__MATERIAL FOR THE TASK__
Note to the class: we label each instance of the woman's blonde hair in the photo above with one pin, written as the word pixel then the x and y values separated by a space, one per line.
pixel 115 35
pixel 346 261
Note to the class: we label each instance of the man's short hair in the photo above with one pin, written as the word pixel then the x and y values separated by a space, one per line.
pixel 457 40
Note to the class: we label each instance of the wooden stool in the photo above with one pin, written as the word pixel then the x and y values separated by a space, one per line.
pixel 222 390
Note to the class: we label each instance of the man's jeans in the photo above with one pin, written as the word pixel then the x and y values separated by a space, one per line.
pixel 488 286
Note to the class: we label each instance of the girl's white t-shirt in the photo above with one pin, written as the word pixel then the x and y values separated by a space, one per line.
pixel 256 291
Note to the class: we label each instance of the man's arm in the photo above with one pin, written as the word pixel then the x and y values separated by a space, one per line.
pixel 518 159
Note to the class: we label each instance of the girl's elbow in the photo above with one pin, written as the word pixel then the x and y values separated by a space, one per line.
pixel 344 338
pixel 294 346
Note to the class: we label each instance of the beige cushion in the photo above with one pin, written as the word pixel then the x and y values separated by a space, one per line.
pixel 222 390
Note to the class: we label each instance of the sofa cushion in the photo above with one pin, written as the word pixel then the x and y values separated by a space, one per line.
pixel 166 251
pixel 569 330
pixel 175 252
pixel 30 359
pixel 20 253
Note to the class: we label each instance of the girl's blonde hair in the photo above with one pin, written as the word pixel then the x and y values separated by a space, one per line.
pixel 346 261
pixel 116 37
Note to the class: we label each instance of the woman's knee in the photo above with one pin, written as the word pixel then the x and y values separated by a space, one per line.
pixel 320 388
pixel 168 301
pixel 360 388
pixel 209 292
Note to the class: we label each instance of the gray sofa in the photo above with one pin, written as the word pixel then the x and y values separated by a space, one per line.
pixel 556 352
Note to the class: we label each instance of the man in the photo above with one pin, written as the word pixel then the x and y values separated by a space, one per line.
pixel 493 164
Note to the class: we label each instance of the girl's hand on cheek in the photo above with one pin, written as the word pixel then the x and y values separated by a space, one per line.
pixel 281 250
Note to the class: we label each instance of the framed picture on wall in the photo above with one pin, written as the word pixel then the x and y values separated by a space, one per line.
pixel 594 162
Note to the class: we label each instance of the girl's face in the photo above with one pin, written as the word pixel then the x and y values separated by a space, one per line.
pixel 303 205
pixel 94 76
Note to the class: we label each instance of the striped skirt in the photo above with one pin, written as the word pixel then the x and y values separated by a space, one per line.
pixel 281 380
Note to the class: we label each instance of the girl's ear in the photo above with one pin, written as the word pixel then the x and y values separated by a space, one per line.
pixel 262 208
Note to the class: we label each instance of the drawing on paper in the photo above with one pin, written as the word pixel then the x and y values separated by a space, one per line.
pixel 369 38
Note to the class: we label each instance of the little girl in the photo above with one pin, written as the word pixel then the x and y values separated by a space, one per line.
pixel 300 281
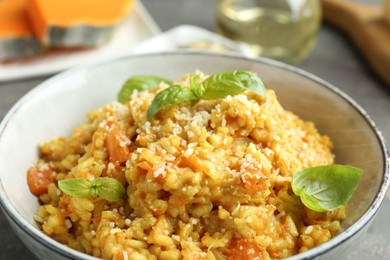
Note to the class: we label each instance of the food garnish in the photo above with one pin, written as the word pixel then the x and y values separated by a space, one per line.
pixel 326 188
pixel 139 82
pixel 107 188
pixel 218 85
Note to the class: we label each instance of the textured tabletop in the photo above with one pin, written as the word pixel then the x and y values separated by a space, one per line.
pixel 334 59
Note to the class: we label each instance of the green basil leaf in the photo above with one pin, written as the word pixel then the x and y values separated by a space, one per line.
pixel 172 95
pixel 78 187
pixel 139 82
pixel 325 188
pixel 222 84
pixel 109 188
pixel 196 86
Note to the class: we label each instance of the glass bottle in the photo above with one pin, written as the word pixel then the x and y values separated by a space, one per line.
pixel 285 30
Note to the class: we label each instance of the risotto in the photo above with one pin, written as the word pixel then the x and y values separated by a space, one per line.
pixel 210 180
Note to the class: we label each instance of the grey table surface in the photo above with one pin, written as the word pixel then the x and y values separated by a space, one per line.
pixel 334 59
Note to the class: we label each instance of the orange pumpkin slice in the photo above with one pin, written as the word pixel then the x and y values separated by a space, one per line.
pixel 77 23
pixel 16 34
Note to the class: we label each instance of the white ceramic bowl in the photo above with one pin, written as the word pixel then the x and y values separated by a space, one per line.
pixel 57 105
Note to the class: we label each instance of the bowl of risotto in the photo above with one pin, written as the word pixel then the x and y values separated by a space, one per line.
pixel 190 156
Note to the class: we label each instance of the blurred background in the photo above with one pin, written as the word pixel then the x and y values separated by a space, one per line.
pixel 331 39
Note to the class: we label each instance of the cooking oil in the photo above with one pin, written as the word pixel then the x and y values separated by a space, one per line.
pixel 285 30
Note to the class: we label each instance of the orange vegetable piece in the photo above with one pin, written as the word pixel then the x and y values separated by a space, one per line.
pixel 145 165
pixel 39 180
pixel 244 249
pixel 62 15
pixel 252 184
pixel 191 162
pixel 117 145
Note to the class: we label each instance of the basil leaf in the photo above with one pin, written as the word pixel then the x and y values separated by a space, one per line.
pixel 78 187
pixel 109 188
pixel 139 82
pixel 325 188
pixel 222 84
pixel 196 86
pixel 167 97
pixel 104 187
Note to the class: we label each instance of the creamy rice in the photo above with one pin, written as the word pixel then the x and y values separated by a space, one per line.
pixel 204 181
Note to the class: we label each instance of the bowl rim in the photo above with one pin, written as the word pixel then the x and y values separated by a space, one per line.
pixel 13 215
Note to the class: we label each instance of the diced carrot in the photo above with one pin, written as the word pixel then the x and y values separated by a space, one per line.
pixel 191 162
pixel 244 249
pixel 253 184
pixel 39 180
pixel 95 137
pixel 145 165
pixel 117 146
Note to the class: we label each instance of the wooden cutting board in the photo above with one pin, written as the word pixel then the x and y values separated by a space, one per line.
pixel 367 27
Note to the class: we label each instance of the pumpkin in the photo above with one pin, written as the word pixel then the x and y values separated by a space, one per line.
pixel 16 34
pixel 76 23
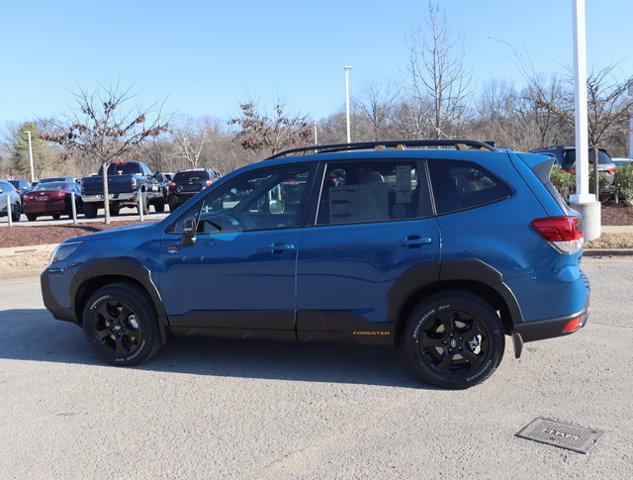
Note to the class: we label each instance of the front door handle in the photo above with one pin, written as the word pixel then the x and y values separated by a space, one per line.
pixel 414 241
pixel 281 247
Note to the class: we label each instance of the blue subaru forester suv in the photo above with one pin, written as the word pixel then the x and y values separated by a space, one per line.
pixel 440 247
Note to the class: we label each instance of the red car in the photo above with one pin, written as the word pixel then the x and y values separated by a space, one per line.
pixel 51 198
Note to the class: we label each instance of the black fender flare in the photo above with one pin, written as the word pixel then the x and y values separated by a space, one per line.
pixel 122 267
pixel 465 269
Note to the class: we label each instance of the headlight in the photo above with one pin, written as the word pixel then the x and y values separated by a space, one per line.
pixel 63 251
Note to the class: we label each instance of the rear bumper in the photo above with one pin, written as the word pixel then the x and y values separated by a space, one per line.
pixel 555 327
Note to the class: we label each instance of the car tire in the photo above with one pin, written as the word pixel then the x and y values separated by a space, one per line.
pixel 454 339
pixel 120 322
pixel 90 210
pixel 159 206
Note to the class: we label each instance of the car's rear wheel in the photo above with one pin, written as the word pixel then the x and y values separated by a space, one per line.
pixel 90 210
pixel 454 339
pixel 121 323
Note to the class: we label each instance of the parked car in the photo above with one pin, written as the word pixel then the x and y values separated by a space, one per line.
pixel 51 198
pixel 21 185
pixel 56 179
pixel 125 180
pixel 621 162
pixel 9 195
pixel 440 252
pixel 566 158
pixel 187 183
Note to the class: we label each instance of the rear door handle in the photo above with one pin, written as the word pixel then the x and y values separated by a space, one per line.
pixel 414 241
pixel 281 247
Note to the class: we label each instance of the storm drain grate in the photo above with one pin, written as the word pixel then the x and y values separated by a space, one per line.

__WORK TO BE COMPLETED__
Give every entry again verbatim, with no pictures.

__SOLUTION TO THIS EXERCISE__
Note to the class: we label each instance of the woman's blonde hair in the photo above with one pin, written as the word pixel then the x and y values separated by a space, one per line.
pixel 115 35
pixel 346 261
Note to the class: we label each instance of the man's short hair in the photo above with one pin, written as the word pixel then the x and y values separated by a space, one per line.
pixel 457 40
Note to the class: we label each instance of the wooden stool in the photo above with one pin, written as the word pixel then the x and y values separated by a space, one per line.
pixel 222 390
Note to the class: we label each instance of the man's jeans in the photo above with one pin, written as the word pixel then the x and y values separated by a space, one per line.
pixel 488 286
Note to the class: we label each instance of the girl's white t-shirt in the photo above with one pin, written as the word pixel then the x and y values separated by a space, one per line.
pixel 256 291
Note to the class: we label each instance of the man's arm in the photo above with one pin, written as the word pixel then the x and y values separated by a space, one per line.
pixel 518 159
Note to the class: we label each instance of the girl's elbow in the photo above with one pin, written as the word pixel then the x and y values separated by a space, one per line.
pixel 344 338
pixel 294 346
Note to the class: we label each instance of the beige cushion in the photo above with one pin, written as the word pixel then the x and y values separated by a space, one per line.
pixel 222 390
Note to the class: we label each instance of the sofa cushion in the photo above with one pin, written as the word pixel then the x and y values separated by a space, one per line.
pixel 166 251
pixel 569 330
pixel 175 252
pixel 30 359
pixel 20 253
Note to the class: we label each instance of the girl's blonde hair in the photo above with one pin, written as the word pixel then the x and y values separated by a space, one per line.
pixel 346 261
pixel 116 37
Note to the class: we label each instance of the woman's knee in the photo above with one pin, written as the word pixel then the x and y values separated by a space, one per line.
pixel 320 388
pixel 168 301
pixel 360 388
pixel 209 292
Note to the class: we label each instance of the gray sofa in the photo above with one pin, written as the word pixel then the x and y values separated by a space, one per line.
pixel 556 352
Note to the class: we label each instance of the man in the photo above with one pin, written as the word pixel then the x and y values separated by a space, one per line.
pixel 493 164
Note to the class: we label each instance of the girl's hand on cheek in the photo above with one pin, written as the word pixel then the x and y values separated by a space, one per line.
pixel 281 250
Note to the class: we label each instance of the framed picture on wall in the photo above with one pin, written as the word pixel then the x and y values separated by a space, one per line.
pixel 594 162
Note to the class: we label each instance of the girl's face in the photo above with one pin, written as the word pixel then the x and y values separated by a space, one per line.
pixel 303 205
pixel 94 76
Note to the class: we label each instance of the striped skirt in the photo above with one pin, written as the word pixel then the x and y values separated by a space, one per line.
pixel 281 380
Note to the class: we label each instance of the girl's ear in the photo above with one pin, written as the word pixel then the x and y values separated by a space, one per line.
pixel 262 208
Note to the class: we label each instance of the drawing on paper in the photo above with one pin, written as the word pixel then the x and y values separated by a space, one per line.
pixel 369 38
Note to the class: we label each instance of the little girl in the photo above with one pin, written as the word pixel then the x and y values separated by a space, one per line.
pixel 300 281
Note to the class: we label each instance of the food garnish in the photo above with one pin, written as the word pixel then the x and y values separated by a space, one per line.
pixel 326 188
pixel 139 82
pixel 107 188
pixel 218 85
Note to the class: we label each instance of the textured tabletop in the photo above with one pin, written as the word pixel then the x and y values separated by a space, one per line.
pixel 334 59
Note to the class: we label each instance of the green basil leaf in the photo above with one pin, written as the word pixel then the x and y values separated by a space, one per line.
pixel 172 95
pixel 78 187
pixel 139 82
pixel 325 188
pixel 222 84
pixel 109 188
pixel 196 86
Note to the class: we label each instance of the glass bottle in the photo above with one pin, written as the word pixel then the x and y values separated by a space, one per line.
pixel 285 30
Note to the class: we label each instance of the risotto in the photo above with one pin, written as the word pixel then the x and y values separated by a space, one per line.
pixel 210 180
Note to the class: we label each instance of the grey table surface in the photo above with one pin, written as the word pixel then the x and y values separated by a space, one per line.
pixel 334 59
Note to the class: we label each instance of the orange pumpkin slice in the photo above with one pin, written as the word pixel then the x and y values separated by a space, one per line.
pixel 77 23
pixel 16 34
Note to the class: we label each instance of the white ceramic bowl in the photo above with one pin, written as the word pixel then the x and y values separated by a space, one per line.
pixel 57 105
Note to the class: we label each instance of the bowl of risotto in the photo above with one pin, written as the word pixel then the x and y values separated by a space, one per line.
pixel 190 156
Note to the class: we label each instance of the blurred background in the photo above with one pin, written as the word pixel then the x and y values separated by a space, one per line.
pixel 331 39
Note to the class: we label each instance of the cooking oil in the photo above with one pin, written as the word pixel then the x and y values separated by a space, one per line.
pixel 285 30
Note to the class: we label each instance of the orange vegetable piece in the photo above with one pin, written as the word pixel then the x and y values separated by a space, one per line.
pixel 145 165
pixel 39 180
pixel 244 249
pixel 62 15
pixel 252 184
pixel 191 162
pixel 117 145
Note to the class: we label each instance of the basil leaf in the photo above with one pin, written as the word pixel then the x and y values separated by a space, one per line.
pixel 78 187
pixel 109 188
pixel 139 82
pixel 325 188
pixel 222 84
pixel 196 86
pixel 167 97
pixel 104 187
Note to the class: we label each instance of the creamy rice in the photo above with one pin, written as the word pixel then the x and y values separated by a space, one per line.
pixel 204 181
Note to the class: we label each instance of the bowl rim in the photo above with one pin, written as the word pixel then the x and y values separated by a space, one per line.
pixel 13 215
Note to the class: we label each instance of the diced carrot in the photo above with one pin, written as the word pixel then the x and y values separated by a space, one per line.
pixel 191 162
pixel 244 249
pixel 253 184
pixel 39 180
pixel 95 137
pixel 145 165
pixel 117 146
Note to the class: we label each instance of the wooden cutting board in the photo above with one pin, written as the word pixel then the x and y values separated by a space, one per line.
pixel 367 27
Note to the class: we label each instance of the pumpkin in the photo above with one pin, written as the word pixel then the x and y values separated by a space, one per line.
pixel 16 34
pixel 76 23
Note to the class: we label each instance of the front door handle in the photo above with one pin, written as the word pixel then the x and y values separated by a space, one per line.
pixel 414 241
pixel 281 247
Note to the class: we label each instance of the blue subaru forester suv in the photo above with one pin, written as the word pixel then the x and y values separated by a space, one per line.
pixel 440 247
Note to the class: we label each instance of the red car in the photo above with one pin, written as the word pixel then the x and y values separated by a space, one per line.
pixel 51 198
Note to the class: we label each instance of the black fender flare in the photo above with one pin, written as the word pixel then the x and y values separated by a space, one per line.
pixel 122 267
pixel 465 269
Note to the class: we label each instance of the headlight in the photo above with one pin, written as the word pixel then the x and y values separated by a space, one per line.
pixel 63 251
Note to the class: we label each instance of the rear bumper in the photo above with one pin, written as the word pixel then the x and y values separated by a space, one per line.
pixel 555 327
Note to the class: we label each instance of the car tire in the photo above with one pin, written as the word pixel then the x and y values separated by a space, one per line.
pixel 454 339
pixel 120 322
pixel 90 210
pixel 159 206
Note to the class: we label each instance of the car's rear wheel in the photo above with one pin, written as the word pixel then the x and y values separated by a space, one per line.
pixel 90 210
pixel 454 339
pixel 121 323
Note to the class: we label each instance of the parked car in the photo above with one pin, written as the word pixel then the x and y values separated by a space, one per line.
pixel 51 198
pixel 21 185
pixel 56 179
pixel 125 180
pixel 621 162
pixel 9 195
pixel 440 252
pixel 566 158
pixel 187 183
Note to the class: we label each instance of the rear door handle in the photo above with one pin, written as the word pixel then the x and y values separated by a space, one per line.
pixel 414 241
pixel 281 247
Note to the class: we label each instance of the storm drain grate in the photo above with one pin, written as the word pixel then the x and y values separated by a space, one per line.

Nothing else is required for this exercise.